• _Document excerpt_
The last time you interviewed with Ovation would have been a little over 10 years ago, when you had recently pivoted from a career in graphic design to dedicating your career to your own art. Do you feel your ambitions as an artist have changed over the past 10 years?
It hasn’t really changed. I think I’m still being inquisitive and am searching for new ways to expand and reconnect with like-minded people and build true, authentic relationships.
But life gives you curveballs, right? In 2009, the reason I got back into art was because a friend of mine passed away suddenly. He was a youth worker in Scarborough, and it inspired me to ask myself about my purpose, and it all came back to art. Art, sports or activism have always been the causes for me. It’s a consistent theme in my pathway.
Fast forward to this year, again with more life transitions. I lost three good friends of mine this year. With COVID and the protests, it brought me back to a reality that we live on borrowed time. It’s important that in the time that we’re here, we ask ourselves how we can impact people.
I think the goal for me is to try to not be dormant or darkened by the whole thing. There’s a book called Die Empty, by Todd Henry, and the message behind it is that you need to share whatever gift you’ve been given with the world. It can give you a bit of perspective to be gracious. Every day you wake up, it’s a gift and you have to make the best of it.
Do you feel like a responsibility to give back with your art?
I think whatever you learn throughout your journey, you have to find ways of giving back and paying it forward. I mean, the next person who’s facing the same kind of obstacles that you’ve faced, if you can kind of guide somebody through that, I think that that’s been a service that is good.

• _Records_
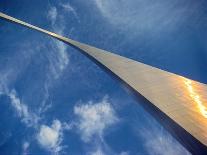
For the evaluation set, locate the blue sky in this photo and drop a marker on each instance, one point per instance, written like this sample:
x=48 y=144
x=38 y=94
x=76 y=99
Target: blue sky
x=53 y=100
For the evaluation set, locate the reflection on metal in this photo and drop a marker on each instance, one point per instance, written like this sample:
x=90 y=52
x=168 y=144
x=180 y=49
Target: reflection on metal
x=178 y=103
x=196 y=97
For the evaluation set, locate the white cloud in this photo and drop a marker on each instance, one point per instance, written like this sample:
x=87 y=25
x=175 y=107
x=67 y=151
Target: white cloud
x=51 y=137
x=58 y=56
x=141 y=17
x=29 y=118
x=97 y=152
x=94 y=118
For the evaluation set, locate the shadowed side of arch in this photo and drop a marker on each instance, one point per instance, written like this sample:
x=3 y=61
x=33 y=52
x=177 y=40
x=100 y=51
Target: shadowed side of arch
x=178 y=103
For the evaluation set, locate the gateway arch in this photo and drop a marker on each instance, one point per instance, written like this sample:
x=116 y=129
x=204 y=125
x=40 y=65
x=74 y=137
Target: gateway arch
x=178 y=103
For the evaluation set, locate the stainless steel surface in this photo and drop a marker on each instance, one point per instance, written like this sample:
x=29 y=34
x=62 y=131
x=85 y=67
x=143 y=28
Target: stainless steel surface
x=182 y=99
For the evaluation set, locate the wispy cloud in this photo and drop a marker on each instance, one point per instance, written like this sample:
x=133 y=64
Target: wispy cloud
x=145 y=17
x=97 y=152
x=94 y=118
x=67 y=7
x=28 y=117
x=58 y=56
x=25 y=147
x=50 y=137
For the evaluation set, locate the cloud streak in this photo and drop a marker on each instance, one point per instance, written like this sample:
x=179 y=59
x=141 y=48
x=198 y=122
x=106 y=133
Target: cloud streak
x=94 y=118
x=50 y=137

• _Exercise goal_
Transcribe the passage of the artist interview above between "But life gives" and "in my pathway.", inclusive.

• _Solution to the problem_
But life gives you curveballs, right? In 2009, the reason I got back into art was because a friend of mine passed away suddenly. He was a youth worker in Scarborough, and it inspired me to ask myself about my purpose, and it all came back to art. Art, sports or activism have always been the causes for me. It’s a consistent theme in my pathway.